--- Start Text provided ---
Legality: Is it legal for Britain to occupy Falkland Islands?

Yes

  • Britain’s occupation of the Falklands was/is illegal. Both Argentina and the islands were ruled by Spain. Spain ruled the islands from Argentina – they were therefore part of the same territory. Upon independence from Spain, Argentina rightfully asserted sovereignty over the former Spanish territory. Britain did not claim sovereignty over the islands when Spain left them in 1811. Nor did Britain immediately challenge Argentina’s assertion of sovereignty in 1816. For these reasons, Britain's invasion and occupation of the Falkland Islands in 1833 was illegal under international law; Britain could not make a legitimate claim to the country.
  • Spain gave Argentina sovereignty over the Falkand Islands. Sovereignty of the islands was transferred to Argentina from Spain upon independence, a principle known as uti possidetis juris.
  • The "Falklands" are the Malvinas and are part of Argentina. President Kirchner - "The Malvinas are Argentine and they will return to Argentina by peaceful means."[2]
  • Legitimate negotiations over the Falklands must be done through UN. Argentine Vice-President Daniel Scioli said in 2007, "Once again, we urge the United Kingdom to heed international calls and resume negotiations in the appropriate manner, through the United Nations."[3]


No

  • Britain first claimed the Falklands in 1690 and never renounced the claim. Britain never accepted the Spanish claim to sovereignty, based on the purchase of the islands from France. Britain asserted sovereignty when it left the islands in 1774, leaving a plaque. It therefore had no need to re-assert sovereignty when Spain left in 1811. Britain’s claim far predates Argentina’s. Argentina had no right to assert sovereignty over the islands in 1816.
  • Argentina's historical claim to the Falklands is too outdated. Nations often can claim that they, or their ancestors, once controlled a territory. But, if all of these claims were recognized, the world's boundaries would be in turmoil, as many separate peoples would have a legitimate claim to some territory. To get around this problem, we must give precedent to more modern and contemporary historical claims. Since Britain has controlled the Falklands for nearly two-hundred years, its claim takes precedence.
  • Britain offered to take Argentina's claim to the Falklands to the ICJ. Following the Argentine claim, the United Kingdom offered to take the dispute to mediation at the International Court of Justice in the Hague (1947, 1948 and 1955), on each occasion Argentina declined.
--- End Text provided ---
--- Start Information provided ---
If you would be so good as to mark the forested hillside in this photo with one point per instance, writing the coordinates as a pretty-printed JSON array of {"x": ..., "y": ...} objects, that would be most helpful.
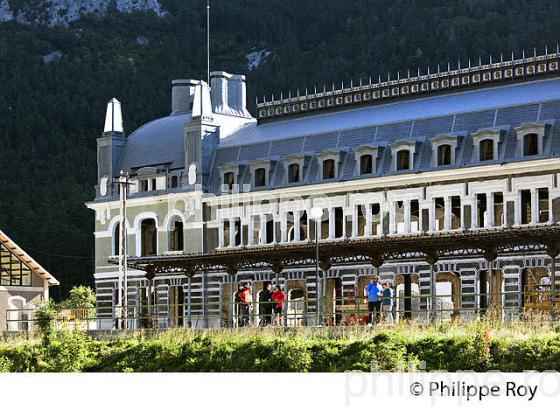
--- End Information provided ---
**Tasks to perform:**
[a] In the Falklands debate text, rewrite the paragraph beginning "Britain first claimed the Falklands in 1690" as a bulleted list, keeping its main facts.
[b] List every country named in the Falklands debate text.
[c] From the Falklands debate text, write out the passage from "Legality: Is it" to "to the country.".

**Answers provided:**
[a]
- Britain first claimed the Falklands in 1690 and never renounced that claim.
- Britain never accepted Spain's claim to sovereignty, which rested on Spain's purchase of the islands from France.
- When Britain left the islands in 1774, it asserted sovereignty by leaving a plaque.
- Britain therefore did not need to re-assert sovereignty when Spain left in 1811.
- Britain's claim long predates Argentina's, so Argentina had no right to assert sovereignty over the islands in 1816.

[b]
- Britain (also called the United Kingdom)
- Argentina
- Spain
- France

[c]
Legality: Is it legal for Britain to occupy Falkland Islands?

Yes

  • Britain’s occupation of the Falklands was/is illegal. Both Argentina and the islands were ruled by Spain. Spain ruled the islands from Argentina – they were therefore part of the same territory. Upon independence from Spain, Argentina rightfully asserted sovereignty over the former Spanish territory. Britain did not claim sovereignty over the islands when Spain left them in 1811. Nor did Britain immediately challenge Argentina’s assertion of sovereignty in 1816. For these reasons, Britain's invasion and occupation of the Falkland Islands in 1833 was illegal under international law; Britain could not make a legitimate claim to the country.